• _Directive 1_
According to the God on Trial excerpt, who wrote the play?
• _Directive 2_
Copy out the God on Trial excerpt word for word from "Fearlessly acted and" to "me, months later.".

• _Source extract_
● ● ●
That killing was the startling conclusion to an already bloody chapter. As you may recall, Samuel was anointing a new king because Saul had lost the favor of God. Why? Because he did not completely fulfill one of God’s more violent commands, also delivered through Samuel: to “utterly destroy” Agag and his people, the Amalekites, killing “both man and woman, child and infant, ox and sheep, camel and donkey” (1 Sam 15:3). After winning the battle, Saul’s army “utterly destroyed all the people with the edge of the sword,” but he “spared Agag, and the best of the sheep and of the cattle and of the fatlings, and the lambs, and all that was valuable, and would not utterly destroy them; all that was despised and worthless they utterly destroyed” (1 Sam 15:8-9). Just before he “hewed” Agag, Samuel prophesied to Saul, “As your sword has made women childless, so your mother shall be childless among women.” By the book’s end, Saul has committed suicide — and his own sons have been killed.
I’d heard a version of 1 Samuel 15 earlier this year, when I finally watched the wrenching 2008 TV play, God on Trial. Inspired by a possibly apocryphal story from Elie Wiesel, it dramatizes Jewish prisoners at Auschwitz trying God for breaking his covenant with Israel. Its climactic end features a remarkable soliloquy by a rabbi, Akiba, who had been sitting silent throughout the entire trial.
Akiba is presented as a “living Torah,” a nod to his revered namesake, who before being executed by the Romans told his disciples, “some of us may perish in the trials of these days; but as long as there is Torah, the people will live.” When this fictional Akiba finally speaks his mind, he demonstrates his extensive knowledge of that book, but not in the way his followers anticipate. The rabbi mentions scripture after scripture in which God brings about mass killing — including the story of Saul and the Amalekites. As he reaches his terrible conclusion, Akiba looks around at his fellow prisoners:
We are learning how it was for the Amalekites. They faced extinction at the hand of Adonai. They died for his purpose. They fell as we are falling. They were afraid as we are afraid. And what did they learn? They learned… that Adonai, the Lord our God… our God… is not good. He is not good. He was not ever good. He was only on our side.
The verdict is rendered, just before SS guards enter to take most of the trial’s participants to the gas chambers. (“What do we do now?”, the play’s primary skeptic asks Akiba. “Now, we pray,” he answers.)
Fearlessly acted and tautly directed, the play is all the more powerful because writer Frank Cottrell Boyce gives all sides a fair hearing. All arguments are both persuasive and soon countered by equally strong rebuttals.
Until the rabbi’s final soliloquy, which has no answer. I don’t think Anthony Sacramone exaggerated in his review for First Things: “Rabbi Akiba’s appraisal of God’s goodness, delivered with such eloquence, intensity, and terrifying honesty by Sir Antony Sher, is unlike anything you have seen or heard on television.” I don’t believe that God was attempting to eradicate his chosen people in the Holocaust, but that speech is still with me, months later.
● ● ●
• _Entries provided_
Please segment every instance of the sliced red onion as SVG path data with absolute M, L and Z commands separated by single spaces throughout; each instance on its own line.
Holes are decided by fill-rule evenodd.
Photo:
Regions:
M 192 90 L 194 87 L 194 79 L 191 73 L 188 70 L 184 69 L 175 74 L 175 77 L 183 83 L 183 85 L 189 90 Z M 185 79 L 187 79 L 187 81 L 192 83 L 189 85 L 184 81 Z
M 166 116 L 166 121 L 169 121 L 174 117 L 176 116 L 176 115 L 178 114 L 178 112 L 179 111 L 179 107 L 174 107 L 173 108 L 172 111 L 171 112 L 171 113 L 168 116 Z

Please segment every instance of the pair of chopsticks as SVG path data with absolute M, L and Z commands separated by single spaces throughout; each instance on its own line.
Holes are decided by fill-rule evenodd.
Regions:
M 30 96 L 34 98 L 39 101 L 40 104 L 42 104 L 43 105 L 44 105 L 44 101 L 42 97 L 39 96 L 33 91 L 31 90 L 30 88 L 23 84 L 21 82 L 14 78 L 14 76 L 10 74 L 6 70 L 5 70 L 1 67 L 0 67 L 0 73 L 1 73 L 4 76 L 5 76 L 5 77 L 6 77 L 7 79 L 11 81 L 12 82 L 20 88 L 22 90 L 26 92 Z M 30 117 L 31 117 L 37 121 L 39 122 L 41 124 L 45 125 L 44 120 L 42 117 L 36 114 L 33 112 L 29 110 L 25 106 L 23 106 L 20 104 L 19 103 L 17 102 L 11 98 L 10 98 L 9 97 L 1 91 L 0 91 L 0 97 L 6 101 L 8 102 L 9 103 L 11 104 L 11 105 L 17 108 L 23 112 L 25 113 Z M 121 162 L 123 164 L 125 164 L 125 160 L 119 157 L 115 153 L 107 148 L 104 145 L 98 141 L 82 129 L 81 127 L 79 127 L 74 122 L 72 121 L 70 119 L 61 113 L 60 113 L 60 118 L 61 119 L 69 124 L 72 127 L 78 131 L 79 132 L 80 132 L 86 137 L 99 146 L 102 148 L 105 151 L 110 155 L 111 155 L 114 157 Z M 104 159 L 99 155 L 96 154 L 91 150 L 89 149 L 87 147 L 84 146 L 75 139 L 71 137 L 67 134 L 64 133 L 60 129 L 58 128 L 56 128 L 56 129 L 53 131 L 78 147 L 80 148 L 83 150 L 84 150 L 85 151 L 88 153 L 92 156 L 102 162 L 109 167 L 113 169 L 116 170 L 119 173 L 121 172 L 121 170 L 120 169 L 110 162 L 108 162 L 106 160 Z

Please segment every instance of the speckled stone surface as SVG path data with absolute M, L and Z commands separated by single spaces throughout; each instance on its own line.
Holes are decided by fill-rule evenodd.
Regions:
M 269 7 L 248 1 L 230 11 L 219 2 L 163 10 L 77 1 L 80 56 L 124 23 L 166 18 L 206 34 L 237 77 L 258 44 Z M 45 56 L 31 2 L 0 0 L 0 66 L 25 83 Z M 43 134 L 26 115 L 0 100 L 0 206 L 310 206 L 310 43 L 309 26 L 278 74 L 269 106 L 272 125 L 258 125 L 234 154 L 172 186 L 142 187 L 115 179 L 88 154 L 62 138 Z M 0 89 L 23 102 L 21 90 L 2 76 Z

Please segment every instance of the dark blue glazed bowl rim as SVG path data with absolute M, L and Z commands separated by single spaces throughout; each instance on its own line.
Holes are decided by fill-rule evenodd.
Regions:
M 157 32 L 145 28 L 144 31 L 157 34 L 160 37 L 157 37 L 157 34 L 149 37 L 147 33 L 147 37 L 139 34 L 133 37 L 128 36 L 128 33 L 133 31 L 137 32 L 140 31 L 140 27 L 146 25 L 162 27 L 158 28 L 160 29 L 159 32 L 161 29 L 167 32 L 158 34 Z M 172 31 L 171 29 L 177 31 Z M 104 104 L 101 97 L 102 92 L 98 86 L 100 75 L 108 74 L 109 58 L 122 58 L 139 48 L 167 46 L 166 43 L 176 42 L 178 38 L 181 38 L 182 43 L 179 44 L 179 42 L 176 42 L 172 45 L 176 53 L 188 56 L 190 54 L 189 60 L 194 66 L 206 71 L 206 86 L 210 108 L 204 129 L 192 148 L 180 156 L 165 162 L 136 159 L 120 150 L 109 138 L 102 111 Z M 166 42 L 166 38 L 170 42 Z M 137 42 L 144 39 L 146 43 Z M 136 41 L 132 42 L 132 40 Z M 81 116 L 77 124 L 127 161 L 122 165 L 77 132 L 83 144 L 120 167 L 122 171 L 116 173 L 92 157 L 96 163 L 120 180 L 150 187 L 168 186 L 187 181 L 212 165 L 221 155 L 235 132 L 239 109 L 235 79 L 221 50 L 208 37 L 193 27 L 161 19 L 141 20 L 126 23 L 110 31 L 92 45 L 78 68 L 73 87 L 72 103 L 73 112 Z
● ● ●
• _Correct answer 1_
Frank Cottrell Boyce

• _Correct answer 2_
Fearlessly acted and tautly directed, the play is all the more powerful because writer Frank Cottrell Boyce gives all sides a fair hearing. All arguments are both persuasive and soon countered by equally strong rebuttals.
Until the rabbi’s final soliloquy, which has no answer. I don’t think Anthony Sacramone exaggerated in his review for First Things: “Rabbi Akiba’s appraisal of God’s goodness, delivered with such eloquence, intensity, and terrifying honesty by Sir Antony Sher, is unlike anything you have seen or heard on television.” I don’t believe that God was attempting to eradicate his chosen people in the Holocaust, but that speech is still with me, months later.